**Excerpted text:**
** begin **

1.       Scope, Contract Partners

1.1     The version of the following general terms and conditions applicable at the time of the order shall be applicable to software licensing contracts, licensing agreements, contracts for the purchase of hardware (possibly in combination with software), purchase contracts for other products as well as for the purchase of services between Cellular Spyware and the customer.

2.       Obligation to Provide Information in Sales Agreements Closed over the Internet

2.1     Contracting party for the customer is Cellular Spyware inc.  

2.2     The important characteristics of the goods and services are listed in the description of the respective item. When software is licensed, delivery is limited to the object code (executable form) with the documentation and installation and usage instructions provided by the manufacturer, if any. To the extent that delivery is provided via download, no physical media or documentation or manufacturer's instructions will be delivered in paper form, nor are they owed.

2.3     Reservations exist insofar as Cellular Spyware inc. can withdraw from the contract if Cellular Spyware inc. is not in the position to deliver the ordered goods for a reason that is no fault of its own because the supplier did not fulfill its contractual obligations. In this case, the customer shall be informed immediately.

** end **

Shape labeling records:
** begin **

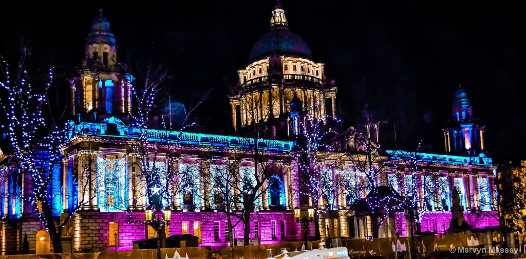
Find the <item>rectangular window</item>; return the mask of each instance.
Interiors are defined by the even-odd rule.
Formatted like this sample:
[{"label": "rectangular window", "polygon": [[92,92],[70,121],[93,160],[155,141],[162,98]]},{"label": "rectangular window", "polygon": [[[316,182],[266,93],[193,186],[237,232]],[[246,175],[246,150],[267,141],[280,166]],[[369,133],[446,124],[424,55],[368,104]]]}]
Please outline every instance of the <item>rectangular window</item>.
[{"label": "rectangular window", "polygon": [[279,222],[279,227],[281,232],[281,239],[285,239],[285,221],[281,221]]},{"label": "rectangular window", "polygon": [[333,218],[333,224],[334,225],[333,225],[332,226],[333,227],[333,228],[334,228],[334,236],[335,237],[340,236],[339,233],[339,231],[338,231],[338,230],[339,230],[339,229],[340,229],[339,224],[338,224],[338,223],[339,223],[339,222],[338,221],[339,220],[340,220],[339,218]]},{"label": "rectangular window", "polygon": [[330,221],[329,221],[328,218],[325,219],[325,236],[329,237],[330,236],[330,226],[329,225]]},{"label": "rectangular window", "polygon": [[258,222],[257,221],[255,221],[254,222],[254,227],[253,227],[254,228],[254,238],[257,238],[259,237],[259,230],[258,229]]},{"label": "rectangular window", "polygon": [[225,222],[225,242],[228,242],[230,240],[230,231],[228,231],[228,222]]},{"label": "rectangular window", "polygon": [[109,246],[119,246],[119,223],[109,223]]},{"label": "rectangular window", "polygon": [[115,156],[106,157],[106,175],[104,184],[106,188],[106,203],[108,206],[115,204],[115,183],[114,171],[115,170]]},{"label": "rectangular window", "polygon": [[201,236],[201,222],[199,221],[194,222],[194,235],[199,237],[199,242],[201,243],[203,242],[203,238]]},{"label": "rectangular window", "polygon": [[105,52],[103,56],[103,64],[105,66],[108,64],[108,53]]},{"label": "rectangular window", "polygon": [[165,235],[166,237],[170,236],[170,226],[165,225]]},{"label": "rectangular window", "polygon": [[154,237],[157,237],[157,233],[155,231],[155,230],[154,230],[154,228],[151,227],[151,226],[148,225],[148,238],[153,238]]},{"label": "rectangular window", "polygon": [[[183,222],[182,225],[181,226],[181,233],[183,235],[188,233],[188,223],[187,222]],[[195,231],[195,230],[194,230],[194,231]]]},{"label": "rectangular window", "polygon": [[365,221],[365,236],[366,239],[372,238],[372,223],[370,216],[366,216]]},{"label": "rectangular window", "polygon": [[216,242],[220,242],[219,239],[219,222],[214,222],[214,241]]},{"label": "rectangular window", "polygon": [[272,240],[277,240],[278,236],[276,234],[276,221],[272,221],[270,222],[270,233],[272,233]]}]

** end **

**Stated exercise 1:**
Write out the general terms and conditions text in full, word for word.
**Stated exercise 2:**
Convert the records, starting at their beginning and ending at the line containing "Please outline every", into a Markdown table with columns n and Line, skipping blank lines and leaving out the pictures.

**Exercise answer 1:**
1.       Scope, Contract Partners

1.1     The version of the following general terms and conditions applicable at the time of the order shall be applicable to software licensing contracts, licensing agreements, contracts for the purchase of hardware (possibly in combination with software), purchase contracts for other products as well as for the purchase of services between Cellular Spyware and the customer.

2.       Obligation to Provide Information in Sales Agreements Closed over the Internet

2.1     Contracting party for the customer is Cellular Spyware inc.  

2.2     The important characteristics of the goods and services are listed in the description of the respective item. When software is licensed, delivery is limited to the object code (executable form) with the documentation and installation and usage instructions provided by the manufacturer, if any. To the extent that delivery is provided via download, no physical media or documentation or manufacturer's instructions will be delivered in paper form, nor are they owed.

2.3     Reservations exist insofar as Cellular Spyware inc. can withdraw from the contract if Cellular Spyware inc. is not in the position to deliver the ordered goods for a reason that is no fault of its own because the supplier did not fulfill its contractual obligations. In this case, the customer shall be informed immediately.

**Exercise answer 2:**
| n | Line |
|---|---|
| 1 | Find the <item>rectangular window</item>; return the mask of each instance. |
| 2 | Interiors are defined by the even-odd rule. |
| 3 | Formatted like this sample: |
| 4 | [{"label": "rectangular window", "polygon": [[92,92],[70,121],[93,160],[155,141],[162,98]]},{"label": "rectangular window", "polygon": [[[316,182],[266,93],[193,186],[237,232]],[[246,175],[246,150],[267,141],[280,166]],[[369,133],[446,124],[424,55],[368,104]]]}] |
| 5 | Please outline every instance of the <item>rectangular window</item>. |